> _ФРАГМЕНТ ИНТЕРВЬЮ_
____

Ред. Его родители до конца своих дней оставались убежденными коммунистами?

           

А. Л. Да. Его мать я уже не застала, но отец был настоящим коммунистом-ленинцем, хотя пережил тяжелые годы, когда шли аресты его друзей и ровесников. Он рассказывал мне, что они с женой сидели ночами без сна и ждали, когда за ними придут... Ведь он провел молодость в Лондоне, и местные власти могли бы без проблем объявить его английским шпионом. Но, слава Богу, обошлось...

 

Ред. Как же их сын стал  диссидентом и сионистом?

 

А. Л. Сын жил уже в другое время, когда познакомиться с диссидентами можно было даже случайно или даже вообще невозможно было не познакомиться. Кроме того, он выучил польский язык, стал выписывать польские газеты и журналы, которые были гораздо более свободными, чем советские. Так что придя впервые в их квартиру в 1958 году, я увидела в ней портрет Сталина на стене и польский журнал «Шпильки» на столе – свидетельства противоположных приоритетов старшего и младшего поколений семьи. Эрик был человеком ярким и общительным, у него всегда было много друзей. Естественно, что среди них появились и диссиденты.

 

Ред. И писал стихи?

 

А. Л. Писал, рифмовал всегда, так же как и острил – это было его естественным состоянием.  Потом занялся стихотворными  переводами. А на жизнь зарабатывал как инженер.

 

Ред. Итак, родители были коммунистами, а сын стал диссидентом и сионистом.

____

> _ЗАДАНИЯ_
**1)** Почему, согласно интервью, отец Эрика с женой ночами не спали и ждали, что за ними придут?
**2)** Какие строки записей содержат слово «mountain»? Выпишите каждую такую строку полностью.

____

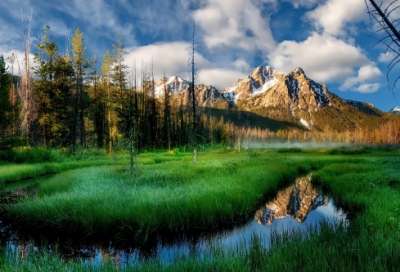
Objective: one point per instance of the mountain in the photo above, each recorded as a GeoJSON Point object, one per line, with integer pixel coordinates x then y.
{"type": "Point", "coordinates": [297, 99]}
{"type": "Point", "coordinates": [395, 110]}
{"type": "Point", "coordinates": [296, 201]}
{"type": "Point", "coordinates": [278, 101]}
{"type": "Point", "coordinates": [178, 88]}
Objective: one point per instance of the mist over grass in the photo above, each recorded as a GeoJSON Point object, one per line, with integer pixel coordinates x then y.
{"type": "Point", "coordinates": [365, 185]}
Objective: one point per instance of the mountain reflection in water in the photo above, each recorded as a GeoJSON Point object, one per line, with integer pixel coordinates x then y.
{"type": "Point", "coordinates": [296, 201]}
{"type": "Point", "coordinates": [294, 208]}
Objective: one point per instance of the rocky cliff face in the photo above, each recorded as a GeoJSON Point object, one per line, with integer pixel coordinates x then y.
{"type": "Point", "coordinates": [296, 201]}
{"type": "Point", "coordinates": [290, 98]}
{"type": "Point", "coordinates": [178, 89]}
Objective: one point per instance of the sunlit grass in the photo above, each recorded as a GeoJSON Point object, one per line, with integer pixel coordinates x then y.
{"type": "Point", "coordinates": [178, 195]}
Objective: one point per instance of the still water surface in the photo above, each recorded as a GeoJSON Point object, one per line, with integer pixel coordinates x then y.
{"type": "Point", "coordinates": [294, 208]}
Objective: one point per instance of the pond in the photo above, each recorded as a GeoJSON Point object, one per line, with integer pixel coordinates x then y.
{"type": "Point", "coordinates": [294, 208]}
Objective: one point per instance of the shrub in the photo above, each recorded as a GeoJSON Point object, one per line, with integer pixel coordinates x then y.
{"type": "Point", "coordinates": [29, 155]}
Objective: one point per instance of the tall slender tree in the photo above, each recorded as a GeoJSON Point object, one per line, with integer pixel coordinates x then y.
{"type": "Point", "coordinates": [78, 52]}
{"type": "Point", "coordinates": [106, 70]}
{"type": "Point", "coordinates": [5, 104]}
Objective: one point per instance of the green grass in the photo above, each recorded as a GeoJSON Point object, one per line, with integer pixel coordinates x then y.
{"type": "Point", "coordinates": [290, 150]}
{"type": "Point", "coordinates": [349, 151]}
{"type": "Point", "coordinates": [172, 196]}
{"type": "Point", "coordinates": [223, 188]}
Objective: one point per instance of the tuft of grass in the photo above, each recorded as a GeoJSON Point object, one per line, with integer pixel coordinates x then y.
{"type": "Point", "coordinates": [349, 151]}
{"type": "Point", "coordinates": [213, 191]}
{"type": "Point", "coordinates": [173, 196]}
{"type": "Point", "coordinates": [290, 150]}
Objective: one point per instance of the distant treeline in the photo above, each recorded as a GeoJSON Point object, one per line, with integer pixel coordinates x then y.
{"type": "Point", "coordinates": [67, 101]}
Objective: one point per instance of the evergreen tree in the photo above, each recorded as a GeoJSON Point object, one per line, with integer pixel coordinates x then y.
{"type": "Point", "coordinates": [80, 65]}
{"type": "Point", "coordinates": [5, 105]}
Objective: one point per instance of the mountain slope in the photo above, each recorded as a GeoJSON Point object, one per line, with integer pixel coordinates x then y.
{"type": "Point", "coordinates": [178, 89]}
{"type": "Point", "coordinates": [293, 100]}
{"type": "Point", "coordinates": [298, 99]}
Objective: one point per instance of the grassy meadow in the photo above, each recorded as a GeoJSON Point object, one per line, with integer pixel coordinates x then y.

____

> _ОТВЕТЫ ПО ПОРЯДКУ_
**1)** В те годы арестовывали его друзей и ровесников. Сам он провёл молодость в Лондоне, и местные власти без проблем могли объявить его английским шпионом.

**2)**
Objective: one point per instance of the mountain in the photo above, each recorded as a GeoJSON Point object, one per line, with integer pixel coordinates x then y.
Objective: one point per instance of the mountain reflection in water in the photo above, each recorded as a GeoJSON Point object, one per line, with integer pixel coordinates x then y.
Objective: one point per instance of the mountain slope in the photo above, each recorded as a GeoJSON Point object, one per line, with integer pixel coordinates x then y.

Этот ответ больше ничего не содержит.